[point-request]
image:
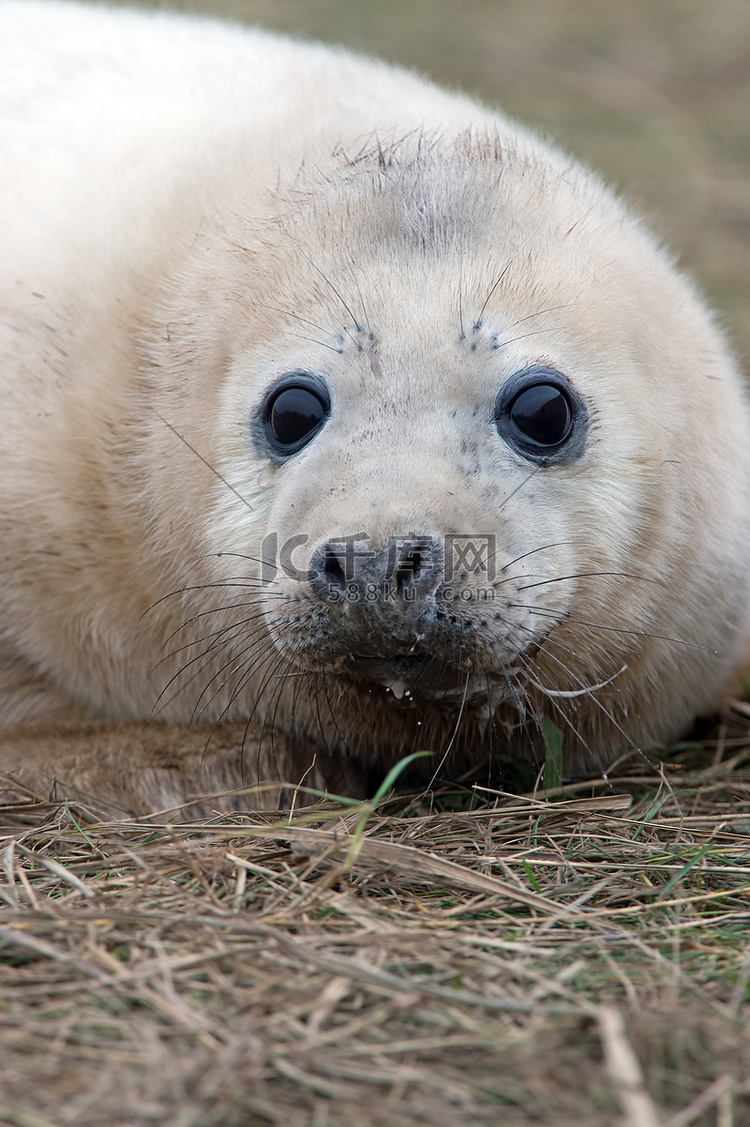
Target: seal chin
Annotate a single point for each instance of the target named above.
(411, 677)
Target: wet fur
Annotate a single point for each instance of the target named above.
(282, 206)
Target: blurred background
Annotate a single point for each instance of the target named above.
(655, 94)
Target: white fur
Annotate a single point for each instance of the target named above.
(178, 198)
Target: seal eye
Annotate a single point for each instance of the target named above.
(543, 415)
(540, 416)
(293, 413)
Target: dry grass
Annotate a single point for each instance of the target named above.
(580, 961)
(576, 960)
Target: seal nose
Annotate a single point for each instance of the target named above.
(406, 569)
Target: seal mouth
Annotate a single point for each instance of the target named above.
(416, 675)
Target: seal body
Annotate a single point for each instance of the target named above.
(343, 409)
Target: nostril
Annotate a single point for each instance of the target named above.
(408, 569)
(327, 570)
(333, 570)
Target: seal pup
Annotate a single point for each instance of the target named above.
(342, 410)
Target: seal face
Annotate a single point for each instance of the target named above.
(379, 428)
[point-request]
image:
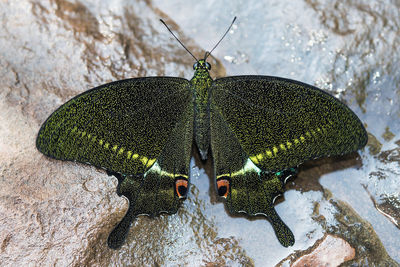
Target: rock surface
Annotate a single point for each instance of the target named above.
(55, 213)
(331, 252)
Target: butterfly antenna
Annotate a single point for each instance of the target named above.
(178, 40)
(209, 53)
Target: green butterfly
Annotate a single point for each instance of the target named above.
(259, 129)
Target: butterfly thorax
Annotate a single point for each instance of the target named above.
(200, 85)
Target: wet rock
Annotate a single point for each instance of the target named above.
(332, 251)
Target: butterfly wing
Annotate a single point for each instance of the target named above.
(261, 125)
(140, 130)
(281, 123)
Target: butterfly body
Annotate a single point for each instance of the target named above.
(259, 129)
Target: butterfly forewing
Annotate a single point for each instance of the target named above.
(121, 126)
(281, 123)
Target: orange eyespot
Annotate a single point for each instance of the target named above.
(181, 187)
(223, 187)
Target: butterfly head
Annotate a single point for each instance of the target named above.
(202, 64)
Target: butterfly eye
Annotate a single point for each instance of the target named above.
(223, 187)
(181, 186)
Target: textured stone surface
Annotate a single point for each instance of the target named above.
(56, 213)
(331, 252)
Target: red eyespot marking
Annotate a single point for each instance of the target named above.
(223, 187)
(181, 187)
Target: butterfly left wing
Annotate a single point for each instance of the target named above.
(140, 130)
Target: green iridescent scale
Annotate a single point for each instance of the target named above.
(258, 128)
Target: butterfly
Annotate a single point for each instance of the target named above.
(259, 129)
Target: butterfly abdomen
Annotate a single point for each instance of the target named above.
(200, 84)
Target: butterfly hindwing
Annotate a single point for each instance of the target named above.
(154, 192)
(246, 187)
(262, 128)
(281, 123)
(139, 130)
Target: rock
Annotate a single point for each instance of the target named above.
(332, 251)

**Assigned task:** Would it be possible to reproduce the material word for word, images omitted?

**Result of the exercise:**
[point-request]
image:
Target: seal chin
Annotate a single point for each instance of the target named above.
(411, 677)
Target: wet fur
Annotate a single point for each instance of the target named above.
(282, 206)
Target: blurred background
Annotate a single point for each instance of the target named above.
(655, 94)
Target: white fur
Annotate a single point for each instance of the target named above.
(178, 198)
Target: seal eye
Annotate a single point for each instance of the target named above.
(543, 415)
(540, 416)
(293, 413)
Target: dry grass
Annotate a single point for each instance of the target named above.
(580, 961)
(576, 960)
Target: seal nose
Annotate a single point for each instance of the target named above.
(406, 569)
Target: seal mouth
Annotate a single point for each instance of the target named above.
(416, 675)
Target: seal body
Annotate a single point for each instance of the target named above.
(343, 409)
Target: nostril
Annotate a single point for each instance of the target named above.
(408, 569)
(327, 570)
(333, 570)
Target: seal pup
Annotate a single point for each instance of the target named above.
(342, 410)
Target: seal face
Annotate a single point for each instance of the target named above.
(379, 428)
[point-request]
image:
Target: rock surface
Annotate a single point for each instance of the target named above.
(55, 213)
(331, 252)
Target: butterfly antenna
Annotate a single point for each instance of the target named above.
(178, 40)
(209, 53)
Target: green butterfly
Annotate a single point for each instance of the target named above.
(259, 129)
Target: butterfly thorax
Annotate a single point for each instance of the target named above.
(200, 85)
Target: wet rock
Annotate a single point for each instance of the target named above.
(332, 251)
Target: butterfly wing
Annotate a single point for each instance of the target named above.
(261, 125)
(140, 130)
(281, 123)
Target: butterfly body
Annotate a single point for each instance of the target named above.
(259, 129)
Target: butterfly forewing
Annotate a single point for each instance of the target named above.
(121, 126)
(281, 123)
Target: orange eyespot
Annotate a single point for each instance of the target named above.
(181, 187)
(223, 187)
Target: butterfly head
Annotate a single point for each instance of the target named above.
(202, 64)
Target: butterfly eye
Annotate a single point for each instance of the target named above.
(223, 187)
(181, 186)
Target: textured stone surface
Annotate a single point for each instance of the target named above.
(56, 213)
(331, 252)
Target: red eyespot marking
Annotate a single point for each instance of the target named above.
(223, 187)
(181, 187)
Target: butterfly left wing
Annotate a single point for each instance of the target named above.
(140, 130)
Target: green iridescent scale
Annotate a single point for each instance of the target named above.
(258, 128)
Target: butterfly
Annotate a single point for each instance of the target named above.
(259, 129)
Target: butterfly abdomen
Annotate a single point for each instance of the target named above.
(200, 84)
Target: butterfly hindwing
Annotate a single point for each instance of the target named above.
(154, 192)
(246, 187)
(262, 128)
(281, 123)
(139, 130)
Target: rock
Annotate a single point for each instance of the target named above.
(332, 251)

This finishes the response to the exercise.